É um putting-out system ao contrário: os capitalistas não estão disponibilizando as matérias-primas para serem trabalhadas no âmbito doméstico por trabalhadores em transição do artesanato para a manufatura; estão disponibilizando um meio de produção, para receberem conteúdo audiovisual e investimentos de pequenos empreendedores individuais. A comparação com o trabalhador uberizado, portanto, não se sustenta, na medida em que se desconhece o motorista de aplicativo ou entregador que, de tanto trabalhar, levando pessoas ou mercadorias de um lado a outro, tenha alcançado o status de pessoa famosa e se convertido em garoto-propaganda, patrão e empresário.
O que as redes sociais fizeram foi democratizar o acesso ao mundo das celebridades pop, mas como a visibilidade é toda de quem executa as performances, oculta-se o trabalho de quem organiza o “palco”, isto é, o trabalho dos assistentes dos influenciadores e o trabalho de quem mantém em funcionamento a infraestrutura da rede social. A função do influenciador — seu “trabalho” — é a de criar e produzir entretenimento barato, que chame a atenção do público e assegure a divulgação e valorização de marcas: a marca da própria rede social e as marcas dos anunciantes. A fragmentação das cadeias produtivas na era da transnacionalização do capital possibilita que o trabalhador da infraestrutura das redes sociais permaneça invisível, e o fato de as imagens e sons captados pelas câmeras e microfones sempre ocultarem quem fica no backstage garante igualmente a invisibilidade dos assistentes dos influencers.

(Registros de dados)

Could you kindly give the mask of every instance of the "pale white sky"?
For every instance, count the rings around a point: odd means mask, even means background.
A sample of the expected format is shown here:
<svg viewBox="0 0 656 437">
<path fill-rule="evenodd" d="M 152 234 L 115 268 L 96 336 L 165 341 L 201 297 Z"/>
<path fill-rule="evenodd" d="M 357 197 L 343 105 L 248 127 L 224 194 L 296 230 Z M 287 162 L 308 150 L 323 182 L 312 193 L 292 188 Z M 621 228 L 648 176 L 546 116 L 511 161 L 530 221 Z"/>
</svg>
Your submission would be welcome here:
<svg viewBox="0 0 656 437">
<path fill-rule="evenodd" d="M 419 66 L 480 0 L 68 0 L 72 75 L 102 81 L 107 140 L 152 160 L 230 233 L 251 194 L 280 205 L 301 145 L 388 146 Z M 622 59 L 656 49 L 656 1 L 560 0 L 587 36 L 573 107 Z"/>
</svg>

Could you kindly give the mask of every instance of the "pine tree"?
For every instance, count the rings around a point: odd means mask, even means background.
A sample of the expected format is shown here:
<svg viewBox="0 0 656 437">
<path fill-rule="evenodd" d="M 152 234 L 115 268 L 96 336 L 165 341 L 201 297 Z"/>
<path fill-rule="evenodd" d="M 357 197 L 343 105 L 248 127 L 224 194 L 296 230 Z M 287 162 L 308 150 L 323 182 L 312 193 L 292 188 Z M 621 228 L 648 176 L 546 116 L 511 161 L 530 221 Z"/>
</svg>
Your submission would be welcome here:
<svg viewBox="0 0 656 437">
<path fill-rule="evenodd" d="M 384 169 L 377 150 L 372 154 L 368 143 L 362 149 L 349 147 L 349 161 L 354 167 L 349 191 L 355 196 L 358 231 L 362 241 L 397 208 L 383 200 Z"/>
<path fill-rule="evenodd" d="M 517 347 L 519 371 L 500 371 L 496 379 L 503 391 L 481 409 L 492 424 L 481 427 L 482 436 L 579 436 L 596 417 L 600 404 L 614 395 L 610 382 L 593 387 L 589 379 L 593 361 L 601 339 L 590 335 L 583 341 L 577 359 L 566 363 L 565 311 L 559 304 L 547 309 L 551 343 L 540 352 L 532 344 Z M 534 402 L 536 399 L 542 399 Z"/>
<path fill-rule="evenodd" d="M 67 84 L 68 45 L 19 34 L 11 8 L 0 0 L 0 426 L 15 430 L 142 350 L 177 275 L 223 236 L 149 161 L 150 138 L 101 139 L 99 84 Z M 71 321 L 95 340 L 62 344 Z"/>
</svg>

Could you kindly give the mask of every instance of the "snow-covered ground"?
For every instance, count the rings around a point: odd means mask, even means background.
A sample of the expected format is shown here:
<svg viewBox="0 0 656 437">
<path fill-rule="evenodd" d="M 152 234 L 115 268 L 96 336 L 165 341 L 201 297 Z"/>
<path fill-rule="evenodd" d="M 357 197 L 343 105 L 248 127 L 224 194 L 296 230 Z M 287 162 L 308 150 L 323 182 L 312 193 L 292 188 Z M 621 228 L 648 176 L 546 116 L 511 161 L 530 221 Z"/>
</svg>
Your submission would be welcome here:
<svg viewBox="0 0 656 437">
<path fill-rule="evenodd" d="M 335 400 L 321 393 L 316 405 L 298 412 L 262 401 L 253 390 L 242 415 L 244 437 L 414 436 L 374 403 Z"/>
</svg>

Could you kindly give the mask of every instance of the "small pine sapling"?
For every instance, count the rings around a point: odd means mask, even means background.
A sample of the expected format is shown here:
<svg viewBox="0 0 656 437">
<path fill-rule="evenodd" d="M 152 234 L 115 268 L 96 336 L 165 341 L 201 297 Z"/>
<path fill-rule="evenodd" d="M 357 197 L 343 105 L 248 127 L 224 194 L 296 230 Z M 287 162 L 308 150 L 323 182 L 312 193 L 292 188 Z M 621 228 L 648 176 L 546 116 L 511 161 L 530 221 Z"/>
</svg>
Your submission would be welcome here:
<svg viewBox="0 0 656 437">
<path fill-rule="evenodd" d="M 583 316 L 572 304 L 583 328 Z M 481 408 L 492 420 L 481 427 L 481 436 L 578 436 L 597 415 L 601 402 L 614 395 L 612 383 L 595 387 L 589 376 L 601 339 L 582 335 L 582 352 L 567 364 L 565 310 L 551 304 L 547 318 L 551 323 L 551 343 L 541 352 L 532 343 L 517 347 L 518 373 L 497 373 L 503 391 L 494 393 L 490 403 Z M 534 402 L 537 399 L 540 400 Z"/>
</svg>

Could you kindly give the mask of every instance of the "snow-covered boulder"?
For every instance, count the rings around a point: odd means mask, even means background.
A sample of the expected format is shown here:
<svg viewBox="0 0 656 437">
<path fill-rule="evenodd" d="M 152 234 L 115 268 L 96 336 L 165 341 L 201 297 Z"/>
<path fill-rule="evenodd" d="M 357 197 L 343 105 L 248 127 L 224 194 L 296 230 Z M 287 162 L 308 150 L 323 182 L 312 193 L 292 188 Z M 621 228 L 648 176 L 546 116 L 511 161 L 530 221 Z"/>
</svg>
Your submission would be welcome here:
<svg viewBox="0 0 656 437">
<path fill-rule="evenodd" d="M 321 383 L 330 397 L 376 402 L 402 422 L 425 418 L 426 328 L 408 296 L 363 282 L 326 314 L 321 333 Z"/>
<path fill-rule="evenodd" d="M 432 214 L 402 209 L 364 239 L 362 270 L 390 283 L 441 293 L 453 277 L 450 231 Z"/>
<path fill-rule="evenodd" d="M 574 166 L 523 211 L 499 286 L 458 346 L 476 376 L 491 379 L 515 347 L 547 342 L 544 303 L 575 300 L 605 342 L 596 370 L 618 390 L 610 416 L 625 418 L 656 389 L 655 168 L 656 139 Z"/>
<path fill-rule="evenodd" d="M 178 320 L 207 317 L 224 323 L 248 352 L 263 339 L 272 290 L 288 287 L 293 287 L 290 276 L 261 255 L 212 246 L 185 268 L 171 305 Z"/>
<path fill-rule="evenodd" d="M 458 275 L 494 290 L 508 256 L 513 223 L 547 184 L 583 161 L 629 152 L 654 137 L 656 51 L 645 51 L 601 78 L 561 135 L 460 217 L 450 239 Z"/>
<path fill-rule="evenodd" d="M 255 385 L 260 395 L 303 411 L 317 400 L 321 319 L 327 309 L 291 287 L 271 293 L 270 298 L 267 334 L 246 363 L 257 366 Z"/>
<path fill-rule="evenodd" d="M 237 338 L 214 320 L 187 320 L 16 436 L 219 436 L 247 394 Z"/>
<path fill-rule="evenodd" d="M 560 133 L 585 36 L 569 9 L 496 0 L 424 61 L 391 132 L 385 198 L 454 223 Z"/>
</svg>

- DETALHES DO PROBLEMA -
Reproduza sem nenhuma alteração a parte do texto sobre influenciadores e redes sociais que vai de "É um putting-out" a "patrão e empresário.".

- SOLUÇÃO DO PROBLEMA -
É um putting-out system ao contrário: os capitalistas não estão disponibilizando as matérias-primas para serem trabalhadas no âmbito doméstico por trabalhadores em transição do artesanato para a manufatura; estão disponibilizando um meio de produção, para receberem conteúdo audiovisual e investimentos de pequenos empreendedores individuais. A comparação com o trabalhador uberizado, portanto, não se sustenta, na medida em que se desconhece o motorista de aplicativo ou entregador que, de tanto trabalhar, levando pessoas ou mercadorias de um lado a outro, tenha alcançado o status de pessoa famosa e se convertido em garoto-propaganda, patrão e empresário.